Dataset rows:

****

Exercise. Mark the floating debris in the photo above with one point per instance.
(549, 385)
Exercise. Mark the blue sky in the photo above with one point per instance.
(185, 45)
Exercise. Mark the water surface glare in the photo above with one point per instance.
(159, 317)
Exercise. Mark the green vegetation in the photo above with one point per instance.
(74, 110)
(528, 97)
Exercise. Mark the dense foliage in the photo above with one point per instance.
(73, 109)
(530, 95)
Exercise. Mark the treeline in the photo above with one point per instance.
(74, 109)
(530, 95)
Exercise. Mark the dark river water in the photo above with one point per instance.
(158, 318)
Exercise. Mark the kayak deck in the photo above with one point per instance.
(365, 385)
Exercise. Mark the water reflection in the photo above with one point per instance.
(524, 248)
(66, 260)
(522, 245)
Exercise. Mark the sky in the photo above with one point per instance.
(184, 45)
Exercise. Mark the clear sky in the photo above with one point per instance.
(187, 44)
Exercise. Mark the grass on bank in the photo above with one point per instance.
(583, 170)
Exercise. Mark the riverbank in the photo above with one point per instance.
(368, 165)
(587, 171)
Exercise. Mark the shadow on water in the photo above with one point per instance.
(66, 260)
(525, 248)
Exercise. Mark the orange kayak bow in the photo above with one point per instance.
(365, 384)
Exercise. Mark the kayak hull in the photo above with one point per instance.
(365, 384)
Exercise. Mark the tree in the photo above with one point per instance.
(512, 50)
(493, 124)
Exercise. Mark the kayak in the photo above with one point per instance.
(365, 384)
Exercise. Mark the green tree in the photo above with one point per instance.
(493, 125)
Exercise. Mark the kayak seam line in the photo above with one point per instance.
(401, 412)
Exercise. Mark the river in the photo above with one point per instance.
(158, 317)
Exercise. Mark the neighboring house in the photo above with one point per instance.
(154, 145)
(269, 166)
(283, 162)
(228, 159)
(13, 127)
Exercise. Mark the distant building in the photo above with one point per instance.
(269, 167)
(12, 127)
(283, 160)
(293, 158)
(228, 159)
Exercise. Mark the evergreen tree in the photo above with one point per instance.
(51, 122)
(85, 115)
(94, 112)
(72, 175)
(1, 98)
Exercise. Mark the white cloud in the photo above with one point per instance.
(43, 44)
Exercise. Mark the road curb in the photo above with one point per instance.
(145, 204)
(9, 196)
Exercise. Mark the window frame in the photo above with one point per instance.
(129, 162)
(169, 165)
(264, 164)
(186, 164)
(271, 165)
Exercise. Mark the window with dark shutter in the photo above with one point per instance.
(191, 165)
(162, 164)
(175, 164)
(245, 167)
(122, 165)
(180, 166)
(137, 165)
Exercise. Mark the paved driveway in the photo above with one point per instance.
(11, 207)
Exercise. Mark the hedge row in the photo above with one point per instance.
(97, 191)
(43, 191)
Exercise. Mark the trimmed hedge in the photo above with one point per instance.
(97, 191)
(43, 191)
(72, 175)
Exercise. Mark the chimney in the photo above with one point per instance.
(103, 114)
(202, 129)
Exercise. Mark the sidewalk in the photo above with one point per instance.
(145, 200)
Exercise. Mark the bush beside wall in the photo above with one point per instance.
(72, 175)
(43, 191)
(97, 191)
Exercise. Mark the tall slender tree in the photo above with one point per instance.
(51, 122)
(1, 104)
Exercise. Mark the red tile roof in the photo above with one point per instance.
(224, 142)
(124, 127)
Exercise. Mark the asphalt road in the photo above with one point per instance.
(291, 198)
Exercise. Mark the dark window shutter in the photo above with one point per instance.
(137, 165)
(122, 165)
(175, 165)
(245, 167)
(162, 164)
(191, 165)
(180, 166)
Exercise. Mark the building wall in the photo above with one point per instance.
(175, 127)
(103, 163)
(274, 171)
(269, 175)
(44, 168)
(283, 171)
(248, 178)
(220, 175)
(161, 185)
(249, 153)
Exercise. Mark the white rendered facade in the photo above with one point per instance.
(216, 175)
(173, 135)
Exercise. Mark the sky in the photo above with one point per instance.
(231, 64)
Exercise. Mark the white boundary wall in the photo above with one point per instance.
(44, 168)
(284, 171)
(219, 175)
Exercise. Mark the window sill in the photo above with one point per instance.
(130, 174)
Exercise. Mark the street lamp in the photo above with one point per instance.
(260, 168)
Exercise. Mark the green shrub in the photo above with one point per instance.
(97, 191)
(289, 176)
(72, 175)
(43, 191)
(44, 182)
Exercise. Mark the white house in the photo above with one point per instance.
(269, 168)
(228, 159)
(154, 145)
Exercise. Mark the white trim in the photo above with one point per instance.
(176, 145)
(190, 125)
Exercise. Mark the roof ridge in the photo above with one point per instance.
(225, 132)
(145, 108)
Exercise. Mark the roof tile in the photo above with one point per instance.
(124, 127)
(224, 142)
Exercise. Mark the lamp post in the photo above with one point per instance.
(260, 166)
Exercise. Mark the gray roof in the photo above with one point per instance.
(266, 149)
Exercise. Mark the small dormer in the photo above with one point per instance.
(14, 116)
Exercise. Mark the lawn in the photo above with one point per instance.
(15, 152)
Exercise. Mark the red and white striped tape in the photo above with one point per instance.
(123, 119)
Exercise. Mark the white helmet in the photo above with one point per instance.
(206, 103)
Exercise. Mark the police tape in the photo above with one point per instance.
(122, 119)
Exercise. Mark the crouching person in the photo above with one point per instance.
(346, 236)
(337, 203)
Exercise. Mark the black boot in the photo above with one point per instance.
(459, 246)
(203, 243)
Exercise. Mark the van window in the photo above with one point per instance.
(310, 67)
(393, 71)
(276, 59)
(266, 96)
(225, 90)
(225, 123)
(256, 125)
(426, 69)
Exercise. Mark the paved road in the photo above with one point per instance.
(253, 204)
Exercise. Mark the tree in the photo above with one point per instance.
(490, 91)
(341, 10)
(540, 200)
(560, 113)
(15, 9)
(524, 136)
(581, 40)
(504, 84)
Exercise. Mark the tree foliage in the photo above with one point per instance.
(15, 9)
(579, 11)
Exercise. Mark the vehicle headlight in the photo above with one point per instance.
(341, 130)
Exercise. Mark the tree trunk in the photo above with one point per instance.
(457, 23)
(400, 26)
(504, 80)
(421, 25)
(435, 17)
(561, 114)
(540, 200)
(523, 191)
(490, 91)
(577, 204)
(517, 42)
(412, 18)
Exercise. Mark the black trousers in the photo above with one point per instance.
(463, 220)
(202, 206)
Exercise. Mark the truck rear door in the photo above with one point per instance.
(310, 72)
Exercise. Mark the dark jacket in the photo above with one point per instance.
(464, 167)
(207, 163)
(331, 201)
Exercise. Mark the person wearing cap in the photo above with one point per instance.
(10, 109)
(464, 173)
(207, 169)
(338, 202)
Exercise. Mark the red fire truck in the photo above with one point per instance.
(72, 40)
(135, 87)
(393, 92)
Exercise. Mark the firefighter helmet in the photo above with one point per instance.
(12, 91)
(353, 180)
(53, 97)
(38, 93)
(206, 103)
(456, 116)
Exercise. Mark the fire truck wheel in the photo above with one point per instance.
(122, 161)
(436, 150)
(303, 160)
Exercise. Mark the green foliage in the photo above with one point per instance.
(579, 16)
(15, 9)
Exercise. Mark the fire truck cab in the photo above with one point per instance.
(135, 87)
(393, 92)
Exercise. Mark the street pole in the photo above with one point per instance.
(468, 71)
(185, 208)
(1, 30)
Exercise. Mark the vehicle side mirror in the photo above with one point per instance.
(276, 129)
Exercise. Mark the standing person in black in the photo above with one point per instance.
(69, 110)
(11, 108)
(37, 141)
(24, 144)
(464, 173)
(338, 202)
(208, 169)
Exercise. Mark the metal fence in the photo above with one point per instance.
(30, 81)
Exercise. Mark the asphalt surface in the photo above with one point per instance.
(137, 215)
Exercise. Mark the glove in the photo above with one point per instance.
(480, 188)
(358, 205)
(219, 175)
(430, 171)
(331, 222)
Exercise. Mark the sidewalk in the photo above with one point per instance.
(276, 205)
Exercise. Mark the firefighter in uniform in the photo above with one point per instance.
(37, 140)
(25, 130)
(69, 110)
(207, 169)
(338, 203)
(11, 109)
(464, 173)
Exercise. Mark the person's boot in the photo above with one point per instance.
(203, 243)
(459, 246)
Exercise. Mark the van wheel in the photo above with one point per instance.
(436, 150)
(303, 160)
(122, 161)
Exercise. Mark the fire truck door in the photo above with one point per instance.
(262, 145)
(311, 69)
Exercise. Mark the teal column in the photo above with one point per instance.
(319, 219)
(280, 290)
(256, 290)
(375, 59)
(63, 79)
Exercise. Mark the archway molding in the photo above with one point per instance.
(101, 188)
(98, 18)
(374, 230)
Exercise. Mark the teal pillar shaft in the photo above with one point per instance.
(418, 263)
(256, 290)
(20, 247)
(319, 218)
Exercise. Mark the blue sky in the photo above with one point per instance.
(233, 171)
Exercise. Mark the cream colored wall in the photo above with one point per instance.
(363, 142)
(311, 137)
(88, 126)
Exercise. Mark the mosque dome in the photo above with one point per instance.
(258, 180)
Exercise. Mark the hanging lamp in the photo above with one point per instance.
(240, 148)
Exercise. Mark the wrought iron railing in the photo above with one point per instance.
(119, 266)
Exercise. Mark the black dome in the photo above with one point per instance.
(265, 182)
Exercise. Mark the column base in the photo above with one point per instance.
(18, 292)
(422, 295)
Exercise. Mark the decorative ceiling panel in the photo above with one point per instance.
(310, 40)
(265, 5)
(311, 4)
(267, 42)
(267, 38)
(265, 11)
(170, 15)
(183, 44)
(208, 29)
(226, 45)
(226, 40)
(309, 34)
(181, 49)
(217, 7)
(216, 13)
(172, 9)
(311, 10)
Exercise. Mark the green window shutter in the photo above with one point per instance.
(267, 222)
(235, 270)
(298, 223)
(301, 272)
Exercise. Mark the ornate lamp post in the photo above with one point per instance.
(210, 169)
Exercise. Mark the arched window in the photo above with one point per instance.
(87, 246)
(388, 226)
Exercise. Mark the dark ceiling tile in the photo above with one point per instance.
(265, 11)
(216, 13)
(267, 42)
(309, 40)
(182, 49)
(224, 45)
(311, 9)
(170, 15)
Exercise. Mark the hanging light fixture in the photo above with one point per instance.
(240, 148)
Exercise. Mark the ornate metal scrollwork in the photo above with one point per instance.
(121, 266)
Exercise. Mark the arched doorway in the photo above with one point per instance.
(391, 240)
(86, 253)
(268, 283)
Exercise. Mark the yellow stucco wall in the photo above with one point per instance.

****

Request: Take the lines from the one containing "Exercise. Mark the dark ceiling" to the last line of the material above and write them out exactly.

Final result:
Exercise. Mark the dark ceiling tile in the photo above with one point per instance.
(265, 11)
(216, 13)
(267, 42)
(309, 40)
(182, 49)
(224, 45)
(311, 9)
(170, 15)
Exercise. Mark the hanging light fixture in the photo above with one point per instance.
(240, 148)
Exercise. Mark the ornate metal scrollwork in the photo above with one point per instance.
(121, 266)
Exercise. Mark the arched doorway in the photo above with one point per instance.
(391, 240)
(86, 253)
(268, 283)
Exercise. Mark the yellow stucco wall in the photo above with one point per instance.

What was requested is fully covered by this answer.